■ **Assignment**
Repeat the records exactly. Leave out the pictures.

■ **Records for the task**
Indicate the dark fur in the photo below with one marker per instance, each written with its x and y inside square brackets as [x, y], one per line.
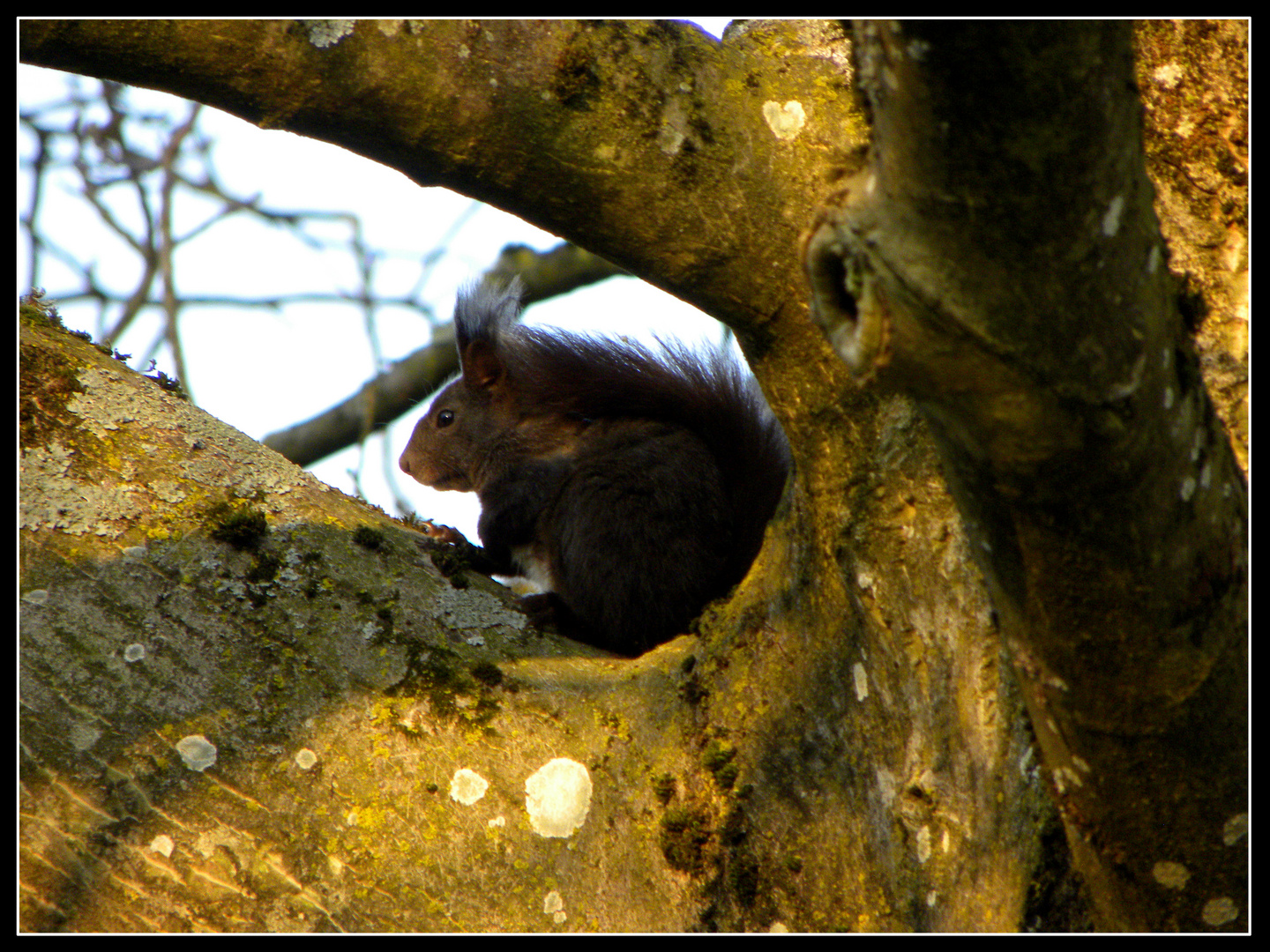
[640, 482]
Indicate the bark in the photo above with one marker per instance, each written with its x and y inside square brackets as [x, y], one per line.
[1000, 259]
[842, 746]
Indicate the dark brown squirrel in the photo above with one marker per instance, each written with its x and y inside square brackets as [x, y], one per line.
[632, 485]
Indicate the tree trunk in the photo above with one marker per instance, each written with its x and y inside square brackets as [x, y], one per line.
[843, 746]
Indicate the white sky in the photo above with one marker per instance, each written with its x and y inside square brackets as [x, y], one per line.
[263, 371]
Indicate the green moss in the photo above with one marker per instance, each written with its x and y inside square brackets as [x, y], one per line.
[243, 525]
[718, 759]
[684, 836]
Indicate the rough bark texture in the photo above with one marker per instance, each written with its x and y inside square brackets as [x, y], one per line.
[843, 747]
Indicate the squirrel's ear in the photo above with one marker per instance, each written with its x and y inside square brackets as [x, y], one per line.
[481, 363]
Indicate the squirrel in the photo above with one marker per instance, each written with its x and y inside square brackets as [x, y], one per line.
[634, 487]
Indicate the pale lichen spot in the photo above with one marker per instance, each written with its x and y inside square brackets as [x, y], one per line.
[467, 786]
[923, 844]
[862, 680]
[1188, 489]
[557, 798]
[1220, 911]
[1171, 874]
[163, 844]
[1111, 219]
[197, 752]
[784, 121]
[1168, 75]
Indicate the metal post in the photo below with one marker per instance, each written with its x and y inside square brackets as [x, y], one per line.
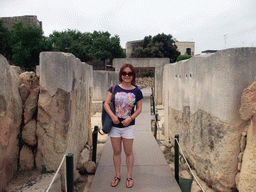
[176, 162]
[94, 143]
[155, 131]
[70, 172]
[154, 109]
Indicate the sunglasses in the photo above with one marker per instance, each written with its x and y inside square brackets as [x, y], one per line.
[129, 74]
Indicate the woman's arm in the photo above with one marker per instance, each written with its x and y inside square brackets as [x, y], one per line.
[127, 121]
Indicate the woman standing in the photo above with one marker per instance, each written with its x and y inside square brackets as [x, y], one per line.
[126, 96]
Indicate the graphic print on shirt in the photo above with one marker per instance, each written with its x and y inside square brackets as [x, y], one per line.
[124, 102]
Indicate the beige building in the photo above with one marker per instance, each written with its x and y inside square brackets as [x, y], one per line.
[184, 47]
[26, 19]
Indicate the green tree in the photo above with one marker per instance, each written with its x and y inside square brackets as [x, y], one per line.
[87, 46]
[159, 46]
[183, 57]
[71, 41]
[27, 42]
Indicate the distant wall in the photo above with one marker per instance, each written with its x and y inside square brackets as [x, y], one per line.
[202, 99]
[103, 80]
[157, 63]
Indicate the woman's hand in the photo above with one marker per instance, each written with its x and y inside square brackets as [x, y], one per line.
[127, 121]
[115, 120]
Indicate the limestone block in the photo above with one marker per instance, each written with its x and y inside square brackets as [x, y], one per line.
[248, 104]
[85, 155]
[26, 158]
[185, 175]
[237, 180]
[36, 183]
[163, 148]
[248, 170]
[90, 166]
[208, 135]
[10, 120]
[242, 143]
[29, 133]
[30, 105]
[63, 108]
[24, 92]
[240, 157]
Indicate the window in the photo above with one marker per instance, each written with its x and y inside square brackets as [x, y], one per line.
[188, 51]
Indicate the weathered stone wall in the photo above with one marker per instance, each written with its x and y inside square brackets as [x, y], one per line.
[64, 103]
[157, 63]
[10, 120]
[102, 81]
[202, 100]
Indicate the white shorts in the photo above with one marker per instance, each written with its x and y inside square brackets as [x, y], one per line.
[127, 132]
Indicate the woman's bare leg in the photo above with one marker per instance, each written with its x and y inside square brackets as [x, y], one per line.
[128, 149]
[117, 148]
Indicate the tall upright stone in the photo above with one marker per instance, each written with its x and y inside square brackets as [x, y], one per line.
[10, 120]
[63, 108]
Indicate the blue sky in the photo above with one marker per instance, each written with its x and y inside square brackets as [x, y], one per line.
[211, 24]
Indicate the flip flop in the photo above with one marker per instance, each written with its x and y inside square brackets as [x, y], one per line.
[129, 179]
[116, 179]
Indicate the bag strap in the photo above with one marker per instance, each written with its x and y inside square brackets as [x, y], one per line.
[113, 88]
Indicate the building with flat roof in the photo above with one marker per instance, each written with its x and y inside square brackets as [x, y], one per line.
[26, 19]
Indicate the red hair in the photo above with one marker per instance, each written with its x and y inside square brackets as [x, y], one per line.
[133, 72]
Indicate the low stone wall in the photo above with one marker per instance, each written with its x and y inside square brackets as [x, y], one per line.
[202, 99]
[10, 121]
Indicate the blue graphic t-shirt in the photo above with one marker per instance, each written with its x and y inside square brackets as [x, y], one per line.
[125, 101]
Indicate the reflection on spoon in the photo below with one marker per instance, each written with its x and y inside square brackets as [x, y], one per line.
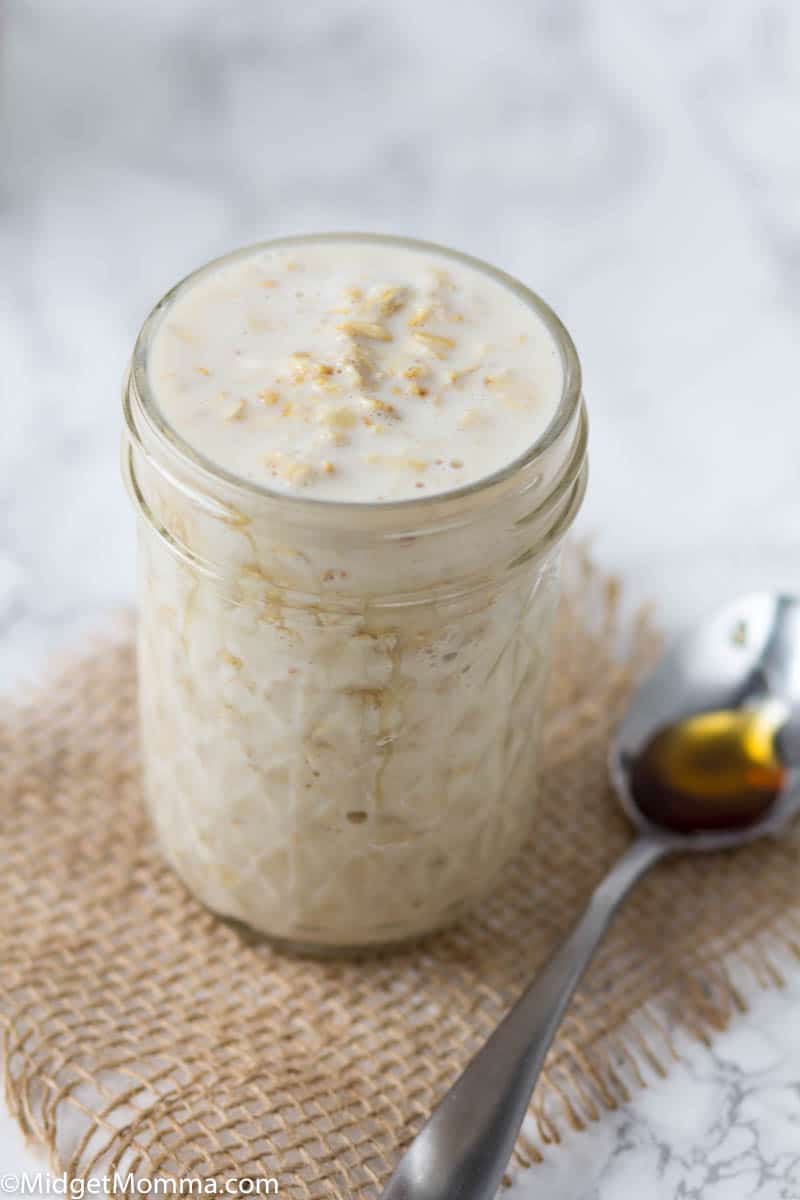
[711, 771]
[698, 765]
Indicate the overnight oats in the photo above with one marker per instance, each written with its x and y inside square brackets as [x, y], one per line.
[354, 460]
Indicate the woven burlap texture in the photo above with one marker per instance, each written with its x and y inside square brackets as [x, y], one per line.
[143, 1035]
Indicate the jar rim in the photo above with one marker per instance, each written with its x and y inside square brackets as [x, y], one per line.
[567, 406]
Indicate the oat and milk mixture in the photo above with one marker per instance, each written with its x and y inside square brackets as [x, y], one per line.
[340, 703]
[355, 372]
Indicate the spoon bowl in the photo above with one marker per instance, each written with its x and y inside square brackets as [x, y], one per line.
[703, 761]
[744, 659]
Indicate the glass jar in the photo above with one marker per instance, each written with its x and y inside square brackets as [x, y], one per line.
[340, 702]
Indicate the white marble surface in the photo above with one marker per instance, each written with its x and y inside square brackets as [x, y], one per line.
[636, 161]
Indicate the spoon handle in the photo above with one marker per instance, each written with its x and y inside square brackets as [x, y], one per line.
[463, 1150]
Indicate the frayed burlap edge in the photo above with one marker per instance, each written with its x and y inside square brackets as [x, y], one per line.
[669, 965]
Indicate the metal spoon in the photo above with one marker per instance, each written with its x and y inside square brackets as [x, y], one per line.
[744, 660]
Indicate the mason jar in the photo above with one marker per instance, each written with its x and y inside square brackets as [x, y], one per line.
[340, 702]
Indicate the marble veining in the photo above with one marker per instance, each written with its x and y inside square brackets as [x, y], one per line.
[637, 163]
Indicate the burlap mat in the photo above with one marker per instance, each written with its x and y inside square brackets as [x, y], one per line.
[142, 1035]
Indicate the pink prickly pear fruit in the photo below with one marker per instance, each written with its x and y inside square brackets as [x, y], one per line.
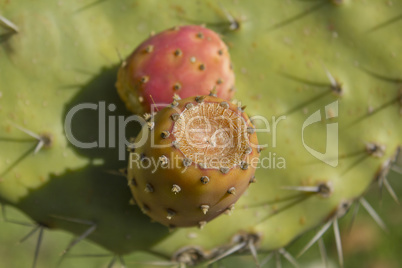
[192, 161]
[187, 61]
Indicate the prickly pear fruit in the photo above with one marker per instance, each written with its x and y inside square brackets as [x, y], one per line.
[187, 61]
[192, 161]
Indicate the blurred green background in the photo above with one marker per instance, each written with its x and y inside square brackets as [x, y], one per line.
[364, 243]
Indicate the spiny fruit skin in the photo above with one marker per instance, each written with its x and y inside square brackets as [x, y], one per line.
[189, 60]
[200, 169]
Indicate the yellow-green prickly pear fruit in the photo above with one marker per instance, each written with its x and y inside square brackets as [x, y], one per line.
[193, 160]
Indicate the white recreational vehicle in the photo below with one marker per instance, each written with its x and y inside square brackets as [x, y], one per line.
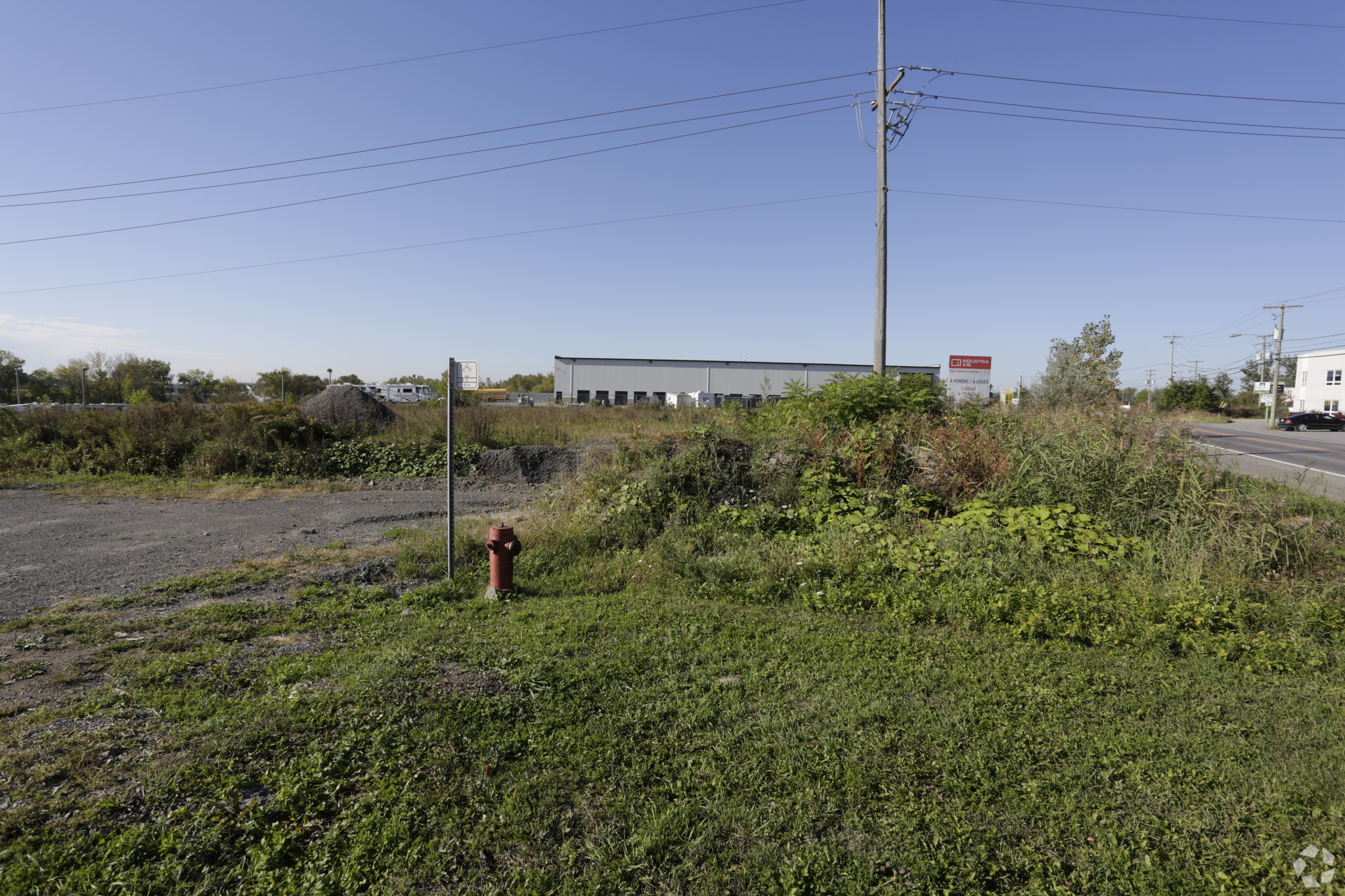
[399, 393]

■ **Solution**
Indicate the dark fur in the photo below with one marker per instance, each written with its x and y inside square brackets as [x, y], one per line.
[640, 482]
Indicate the bark in the photo above with one marker per instance, each written with its x and y inside square brackets as [x, y], one per line.
[1000, 259]
[842, 746]
Indicate the dark brown squirrel in the photo above with one marker per instance, each written with its x and y inside square brackets as [x, y], one per line.
[632, 485]
Indicate the tree trunk in the photo above with one marker per instance, each written with its x and y inside square brackets as [x, y], one per line.
[843, 746]
Indicate the white sky in the photo above with one marker per instance, each written with its x and y inside square brackets as [x, y], one per line.
[263, 371]
Indicate the green moss in the photo above with one marker per instance, each written with its x and y inside square brackets as [x, y], one per line.
[243, 525]
[718, 759]
[684, 836]
Indicate the rough bark texture in the photo above with one marker per instance, each written with its x and y inside square brackets as [x, y], one per line.
[843, 747]
Indicate the squirrel's ear in the photo above with one marker per instance, each written with its x and y inside square brackets as [x, y], one per line.
[481, 363]
Indicate the squirrel in the photo above with one marker per instance, each written with its x and y inside square brackets as [x, y], one per line.
[634, 487]
Indicate the pale lichen spot in the photo above with one marker per instance, each written with its x and y inside square brackets as [x, y], one per line.
[467, 786]
[923, 844]
[862, 680]
[1188, 489]
[557, 798]
[1220, 911]
[1171, 874]
[163, 844]
[1111, 219]
[197, 752]
[784, 121]
[1168, 75]
Indicate the metal post in the photo below with one marker per instance, each written with its x and y inside square brackets as [x, y], one per line.
[176, 162]
[94, 143]
[155, 131]
[70, 172]
[154, 109]
Indicate the sunglasses in the photo above with one marker per instance, each written with its x and y inside square brackets as [x, y], one per line.
[129, 74]
Indicate the woman's arm in the photo above with one marker per instance, each written with its x and y inside square brackets as [x, y], one per line.
[127, 121]
Indicate the woman standing in the photo above with one marker per instance, each written with its x and y inside square brackets as [x, y], one per line.
[126, 96]
Indicate the graphic print on shirt in the photo above with one marker per instance, each written with its x and y inside square brackets as [x, y], one per line.
[124, 102]
Indicate the beige building in the photo above with one marker per instance, each written with its x and y inside square brackets as [x, y], one per line.
[184, 47]
[26, 19]
Indicate the green tree in the photo above with one marker per instance, each written with its x and y inside square brackets as [x, y], one per line.
[87, 46]
[159, 46]
[183, 57]
[71, 41]
[27, 42]
Indicate the distant wall in the photo above with one marker per instance, each written with its x and y inside square brackets as [x, y], one per line.
[202, 99]
[103, 80]
[157, 63]
Indicate the woman's hand in the photo above with one marker per instance, each written with its x and y inside square brackets as [x, y], one per line.
[127, 121]
[115, 120]
Indicate the limestone block in the photo above with one marker per instance, each written with its x and y inside square brackets as [x, y], one per line.
[248, 104]
[85, 155]
[26, 158]
[185, 175]
[237, 180]
[36, 183]
[163, 148]
[248, 170]
[90, 166]
[208, 135]
[10, 120]
[242, 143]
[29, 133]
[30, 105]
[63, 108]
[24, 92]
[240, 157]
Indicate the window in the photo above with one marker per instance, each written with its x and y inside square brackets as [x, y], one per line.
[188, 51]
Indicate the weathered stone wall in the photo above with one marker per instance, each written with its x and y inside square brackets as [x, y], one per line.
[64, 103]
[157, 63]
[10, 120]
[102, 81]
[202, 100]
Indicate the white shorts in the photo above with one marker per instance, each written with its x and y inside square brackets as [x, y], one per line.
[127, 132]
Indicate the woman's bare leg in the photo above with one marker per instance, each written with its x and y inside square brackets as [x, y], one per line.
[128, 149]
[117, 148]
Indicate the tall upright stone in the photo above with one marker per instance, each written with its x and y inside square brackets as [x, y], one per line.
[10, 120]
[63, 108]
Indicate the blue sky in the photo above with one marker per instance, each written with its x and y inside square brackets as [x, y], one per line.
[211, 24]
Indicate the flip flop in the photo above with one marker per instance, each written with its x and y inside square brackets as [x, y], one per line.
[129, 179]
[116, 179]
Indicate the bag strap in the photo above with one marker per instance, each written with its x and y inside square brackets as [x, y], one per line.
[113, 88]
Indicate the building with flat roof in the photo above with one marker per instance, each written with its x and y inside square brackets as [x, y], one per line.
[26, 19]
Indicate the red hair in the photo above with one marker per instance, each written with its x and y inside square brackets as [x, y], one per line.
[133, 72]
Indicate the low stone wall in the photo above with one marker per instance, each written with its x and y inside square brackets as [x, y], one per line.
[202, 99]
[10, 121]
Indicate the blue graphic t-shirt in the photo above with one marker per instance, each written with its x and y inside square brackets as [x, y], one per line.
[125, 101]
Indicate the reflection on spoon in the photo below with one marker per instance, each written with its x and y inside square brackets as [x, y], one per line.
[711, 771]
[698, 765]
Indicate the overnight oats in the photo above with one marker per instance, each written with its x and y inside square brackets as [x, y], one per line.
[354, 460]
Indicate the woven burlap texture in the photo above with one marker per instance, each written with its x and y inside square brackets as [x, y], one per line.
[143, 1035]
Indicate the jar rim in the photo above with one marker per instance, each written with its x and y inside square brackets as [x, y], one per line.
[567, 406]
Indicate the oat and milk mixture in the photo above with one marker per instance, each written with its x and y inside square brackets as [x, y], one per line.
[340, 703]
[355, 372]
Indicate the spoon bowl in the photo above with one marker per instance, each written with its x and y inside square brackets as [x, y], one per line.
[703, 761]
[744, 659]
Indicate the glass jar in the photo above with one marker per instance, each written with its x and y inside square brackets as [x, y], one per line.
[340, 702]
Indicate the white marble surface in the photo above with one marker per instance, each written with its x and y inside square brackets as [x, y], one per line.
[636, 161]
Indicate the spoon handle in the photo above with one marker per instance, each written with its x and y inside square brackets as [x, y], one per line.
[463, 1150]
Indicate the frayed burlap edge in the photo above with one marker per instance, each written with its x and y inside square brackets as [x, y], one per line.
[669, 965]
Indicate the metal spoon in the photo above with one marker per instance, each written with its x and y inside square brackets as [x, y], one per line.
[744, 660]
Indicate the mason jar in the photo above with one marker per instance, each written with its x and y inside square brackets as [x, y], one per line.
[340, 702]
Indicate the marble veining in the photo above with one marker per instance, each written with its x and y inside square brackets as [x, y], one per line.
[637, 163]
Indicate the burlap mat in the photo above with one marker per instance, each written with its x and y inside square brackets as [x, y], one per line.
[142, 1035]
Indicate the pink prickly pear fruit in the photo below with one marker per instance, each written with its x and y inside square brackets as [x, y], one per line.
[192, 161]
[187, 61]
Indicate the prickly pear fruit in the photo above with one marker per instance, each written with its x and y inside square brackets as [x, y], one per line.
[187, 61]
[192, 161]
Indicate the blurred green background in the photo above with one marker per instance, each written with its x and y inside square brackets as [x, y], one per line.
[364, 243]
Indicate the spiny fruit skin in the photo above with one marker per instance, each written with its x and y inside square brackets as [x, y], one per line.
[189, 60]
[200, 169]
Indicate the yellow-green prickly pear fruit in the photo above with one marker per instance, each written with its x and y inside square brackets as [x, y], one per line.
[193, 160]
Indicate the white recreational vehicle in the photo below with one marker per instance, each written with its x and y inside square brackets as [x, y], one per line.
[399, 393]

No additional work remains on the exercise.